# DOCUMENT SECTION:
ABSTRACT

The setting for this chapter is time-to-event data in clinical studies, with discrete categorical responses and covariates observed for individual subjects at fixed or grouped discrete times. The topics covered in the chapter fall under the heading of longitudinal data, but that term covers a much broader array of data structures, including data observed irregularly at different times for different individuals, where responses may themselves be repeated quantitative measurements not restricted to occurrence times for clinical endpoints. For broader coverage of repeated measurements over time, we refer the reader elsewhere: for categorical regression models

(both generalized-linear and loglinear) to Refs. [1,2]; for longitudinal-linear and generalized-linear models (GLMs) to Refs. [3,4]; for repeated measures and panel data models to Refs. [5]; for ordinal and nominal data regression topics to Ref. [6]; and for categorical-response models with specifically time series flavor to Ref. [7]. The literature on each of these topics is large, with extensive ramifications in the social sciences. The restrictions of scope in this chapter-to discrete times, categorical responses mostly from GLMs and possibly with random effects-are imposed in the interest of manageable length and a unified parametric theoretical framework in a biostatistical context. The focus on explanatory and likelihood-based models enables us also to treat goodness-of-fit topics and model criticism. Covariate measurements within this framework may be discrete or continuous, and the data structures are allowed to have possibly time-dependent covariates, multiple responses per subject, and general patterns of censoring. Texts and monographs which can serve as general references for the topics

covered here include Refs. [3,4,8]. There seems to be no text which has drawn together the longitudinal-data methods specifically applicable to time-to-event modeling, although perhaps Ref. [8] is closest to having done so.

# REQUIRED WORK:
Extract the part of the abstract that starts at "covered here include" and ends at "having done so.".

# RECORD SET:
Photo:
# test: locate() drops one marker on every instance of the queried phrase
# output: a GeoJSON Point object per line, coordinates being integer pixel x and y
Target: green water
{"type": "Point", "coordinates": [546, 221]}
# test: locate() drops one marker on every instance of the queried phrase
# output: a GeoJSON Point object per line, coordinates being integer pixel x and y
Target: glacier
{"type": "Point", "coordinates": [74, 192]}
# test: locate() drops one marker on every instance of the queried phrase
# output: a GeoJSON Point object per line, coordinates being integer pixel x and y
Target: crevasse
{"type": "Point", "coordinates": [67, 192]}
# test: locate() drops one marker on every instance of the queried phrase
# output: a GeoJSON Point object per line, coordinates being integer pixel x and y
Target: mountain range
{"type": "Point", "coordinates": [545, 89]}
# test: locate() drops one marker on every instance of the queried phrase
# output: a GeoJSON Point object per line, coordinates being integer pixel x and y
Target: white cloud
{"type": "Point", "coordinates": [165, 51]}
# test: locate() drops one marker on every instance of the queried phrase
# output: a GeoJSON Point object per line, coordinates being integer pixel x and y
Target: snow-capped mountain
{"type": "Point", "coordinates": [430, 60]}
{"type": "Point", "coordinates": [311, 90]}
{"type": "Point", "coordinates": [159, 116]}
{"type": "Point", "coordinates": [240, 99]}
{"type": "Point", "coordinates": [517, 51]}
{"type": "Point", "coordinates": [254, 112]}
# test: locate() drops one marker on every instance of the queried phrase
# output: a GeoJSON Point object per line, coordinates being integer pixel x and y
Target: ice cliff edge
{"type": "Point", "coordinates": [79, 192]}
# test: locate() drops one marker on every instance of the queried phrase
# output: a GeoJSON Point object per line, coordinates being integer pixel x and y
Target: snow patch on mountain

# SOLUTION FOR THIS TASK:
covered here include Refs. [3,4,8]. There seems to be no text which has drawn together the longitudinal-data methods specifically applicable to time-to-event modeling, although perhaps Ref. [8] is closest to having done so.